> **WORK REQUIRED**: Write every entry out again exactly, please, and skip the pictures.

> **Image point grounding data**:
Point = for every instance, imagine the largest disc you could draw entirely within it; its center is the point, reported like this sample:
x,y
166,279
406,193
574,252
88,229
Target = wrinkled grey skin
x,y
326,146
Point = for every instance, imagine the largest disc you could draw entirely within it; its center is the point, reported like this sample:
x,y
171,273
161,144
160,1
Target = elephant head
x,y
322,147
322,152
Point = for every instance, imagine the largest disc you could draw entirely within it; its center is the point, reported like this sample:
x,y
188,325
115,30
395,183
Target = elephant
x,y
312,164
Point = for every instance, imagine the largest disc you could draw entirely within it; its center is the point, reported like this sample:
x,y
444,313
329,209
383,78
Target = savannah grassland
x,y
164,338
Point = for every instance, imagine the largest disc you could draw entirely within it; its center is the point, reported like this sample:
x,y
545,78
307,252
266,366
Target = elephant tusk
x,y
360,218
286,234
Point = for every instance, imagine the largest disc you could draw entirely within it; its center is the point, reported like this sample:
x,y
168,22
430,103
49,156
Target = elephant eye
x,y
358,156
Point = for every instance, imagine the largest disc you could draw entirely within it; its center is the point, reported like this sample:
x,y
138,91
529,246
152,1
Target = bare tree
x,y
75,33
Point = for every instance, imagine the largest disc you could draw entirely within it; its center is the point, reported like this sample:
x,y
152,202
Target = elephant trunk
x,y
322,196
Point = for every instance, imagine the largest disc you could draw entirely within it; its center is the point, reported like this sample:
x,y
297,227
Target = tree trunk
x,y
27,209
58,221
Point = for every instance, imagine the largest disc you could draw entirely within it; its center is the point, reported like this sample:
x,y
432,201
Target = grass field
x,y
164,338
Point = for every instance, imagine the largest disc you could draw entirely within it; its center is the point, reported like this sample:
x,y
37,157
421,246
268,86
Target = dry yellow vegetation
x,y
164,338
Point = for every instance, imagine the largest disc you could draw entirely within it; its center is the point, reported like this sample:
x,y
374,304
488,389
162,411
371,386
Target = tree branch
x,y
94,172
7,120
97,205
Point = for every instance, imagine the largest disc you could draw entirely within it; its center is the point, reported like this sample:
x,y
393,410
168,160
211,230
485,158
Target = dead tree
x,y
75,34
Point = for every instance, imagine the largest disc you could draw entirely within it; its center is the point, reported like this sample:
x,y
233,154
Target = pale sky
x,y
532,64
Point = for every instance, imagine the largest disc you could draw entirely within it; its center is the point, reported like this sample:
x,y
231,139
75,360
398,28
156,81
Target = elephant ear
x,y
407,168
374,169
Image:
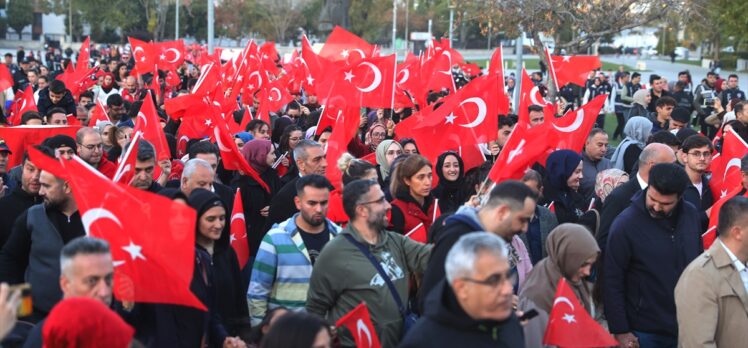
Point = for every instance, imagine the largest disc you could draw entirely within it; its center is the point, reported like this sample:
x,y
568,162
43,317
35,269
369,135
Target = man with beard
x,y
20,198
283,266
32,252
366,263
649,246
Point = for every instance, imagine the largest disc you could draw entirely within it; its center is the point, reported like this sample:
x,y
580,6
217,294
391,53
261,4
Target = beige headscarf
x,y
568,246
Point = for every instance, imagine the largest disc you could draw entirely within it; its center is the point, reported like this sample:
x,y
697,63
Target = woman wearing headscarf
x,y
386,152
627,153
639,106
218,264
106,88
374,136
260,155
572,251
452,192
563,173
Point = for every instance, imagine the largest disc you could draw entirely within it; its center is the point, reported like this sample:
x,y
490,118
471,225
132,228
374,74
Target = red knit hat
x,y
84,322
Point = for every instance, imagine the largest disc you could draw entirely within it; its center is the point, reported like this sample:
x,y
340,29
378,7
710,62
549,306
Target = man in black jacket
x,y
620,198
56,96
473,307
310,159
20,199
650,244
510,206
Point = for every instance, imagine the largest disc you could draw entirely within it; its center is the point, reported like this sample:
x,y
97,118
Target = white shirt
x,y
739,266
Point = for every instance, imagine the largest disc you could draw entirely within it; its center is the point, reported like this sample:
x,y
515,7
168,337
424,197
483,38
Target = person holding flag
x,y
572,250
473,307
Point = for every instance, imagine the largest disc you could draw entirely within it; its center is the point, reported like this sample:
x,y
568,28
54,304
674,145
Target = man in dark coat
x,y
473,307
56,96
649,246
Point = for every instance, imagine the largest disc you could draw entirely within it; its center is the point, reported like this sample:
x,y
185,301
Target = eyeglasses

> **ANSWER SPACE**:
Point = for every instance, imagine the largest disc you could draw entirely within it; its center is the point, reported like this sample:
x,y
166,279
406,193
574,252
88,229
Target = wrinkled grey skin
x,y
326,146
Point = for every instance, imagine the largest disc you could draw entirely within it; its center is the point, reported like this sample:
x,y
171,273
161,144
160,1
Target = elephant head
x,y
322,147
322,152
Point = for every instance, imagine the largest disc you could draw entirely within it; its center is the point, reported like this sample:
x,y
188,325
115,30
395,183
Target = elephant
x,y
312,164
Point = for every instance, imagine the largest disc you could draw entirely within it; its center is the point, reported like this sample:
x,y
444,313
329,209
383,78
Target = savannah grassland
x,y
164,338
Point = for every instance, imagine the largest disc you could draw entirely within it; its center is the point, reported like this sample:
x,y
545,78
307,252
266,366
Target = elephant tusk
x,y
360,218
286,234
Point = for every instance, imagine the largest disc you could draw entirely within it; its center is the point, reported like this sample:
x,y
168,22
430,103
49,156
Target = elephant eye
x,y
358,156
Point = for every instance, imagine the largest disc you could draw entirely within it; its center is the point, reported like this sample:
x,y
138,91
529,246
152,1
Target = bare tree
x,y
75,33
Point = for every instance, imagine the largest disc you could draw entirely within it; its center is the point, reported like this sample:
x,y
152,202
Target = elephant trunk
x,y
322,196
Point = for every instance, imagine the largest disc you could draw entirely within it; its center is the point, reported like this sample:
x,y
297,227
Target = tree trunk
x,y
27,209
58,221
Point = for every instance, imagine the largest disc you could draw entirely within it; its center is the point, reported like this sample:
x,y
432,201
Target = grass field
x,y
164,338
Point = for every instance, imagine the largest disc you could draw entirely within it; its center is the point, reported like this sample:
x,y
37,157
421,246
268,86
Target = dry yellow vegetation
x,y
164,338
Point = for every instance, imagine the largest disc you could draw entirely within it; its center is the point, reported like this sample:
x,y
374,304
488,389
162,411
371,386
Target = tree branch
x,y
94,172
7,120
97,205
Point = for every instance, imagine the largest disc you could draw entirely within it; its center is the point, reported like this sample:
x,y
393,410
168,160
211,230
485,158
Target = dead tree
x,y
75,34
Point = for every instance, imagine the largest disc you could draw entirely within it; its center is the point, reported like this sample:
x,y
233,154
Target = pale sky
x,y
532,64
Point = for every instance, imagine the largest disc you could draw entirely within it; its center is the point, reported like this sample:
x,y
231,139
75,360
398,28
156,81
Target = elephant ear
x,y
407,168
374,169
Image:
Point = for every instance, imagine the largest disc you could draw entirely within it; its center is the point, reported like this sample:
x,y
568,162
43,317
35,269
369,135
Target = man with beard
x,y
20,198
283,266
32,252
366,263
649,246
Point = for every instance, imagine the largest disc you could draw entirely within it; its center is the point, reported like this sample:
x,y
580,6
217,294
391,53
261,4
Target = beige headscarf
x,y
568,246
Point = for every instance, imagine the largest disc you could draw entirely within it; its center is the point, reported like this sample:
x,y
697,63
Target = woman wearing headscarf
x,y
386,152
627,153
639,106
218,264
106,88
374,136
260,155
572,251
452,192
563,173
Point = for every instance, imagine the largest disc you could draw entirely within it; its center is the point, reported like this sample:
x,y
490,118
471,225
132,228
374,74
Target = red knit hat
x,y
84,322
Point = for every instance, imagine the largest disc you could draw entirely within it; its center is the point, reported like this sample:
x,y
340,29
378,7
710,62
549,306
Target = man in black jacket
x,y
620,198
56,96
473,307
310,159
20,199
650,244
510,206
Point = for every instance, imagine the largest disc you could draw entirely within it; its center is the point, reported like this sample:
x,y
97,118
Target = white shirt
x,y
739,266
Point = for every instance, imagine the largest disc you could draw entirely within it; its center is the point, reported like this sample:
x,y
515,7
168,337
424,197
483,38
Target = person holding flag
x,y
572,250
473,307
Point = for every instance, imagine the largest disc you could draw entirely within it; its center is the point, reported like this sample:
x,y
568,28
54,304
674,145
Target = man in dark coat
x,y
473,307
56,96
649,246
Point = for every instance, imagine the largest disc you could draw entirely within it; its center is the point, reported like this sample:
x,y
185,301
Target = eyeglasses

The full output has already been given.